WORK ORDER —
Reproduce, word for word, every line starting at the line that contains "Check that every instance of the truck tire" and ending with the final line of the entries.

SOURCE INFORMATION —
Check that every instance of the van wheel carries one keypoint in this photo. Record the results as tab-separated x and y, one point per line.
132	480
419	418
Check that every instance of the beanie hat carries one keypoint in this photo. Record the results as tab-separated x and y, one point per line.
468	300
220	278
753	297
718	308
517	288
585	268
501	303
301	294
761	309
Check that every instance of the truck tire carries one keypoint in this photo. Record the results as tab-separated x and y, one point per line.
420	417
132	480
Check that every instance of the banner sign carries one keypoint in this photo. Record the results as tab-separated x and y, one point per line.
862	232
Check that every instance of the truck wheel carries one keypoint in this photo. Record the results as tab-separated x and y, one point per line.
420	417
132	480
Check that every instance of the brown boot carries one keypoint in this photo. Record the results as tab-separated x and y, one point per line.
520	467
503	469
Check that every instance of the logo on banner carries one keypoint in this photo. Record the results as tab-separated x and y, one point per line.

TASK RESULT —
Check that every instance of the truck tire carries one keypoint in this photo. Record the results as tab-separated x and y, one point per line.
420	417
132	480
Check that every instance of the banner sign carries one keypoint in this photo. Record the results as tab-separated x and y, one point per line.
862	232
Check that every instance of the truck wheel carries one keypoint in this photo. Record the results as tab-separated x and y, one point per line.
420	417
132	480
Check that every instance of the brown boot carries one keypoint in this photo. Record the results as tab-separated x and y, one point per line.
520	467
503	469
Check that every instance of the logo on banner carries one keypoint in this photo. Record the results as tab-separated x and y, one point per line.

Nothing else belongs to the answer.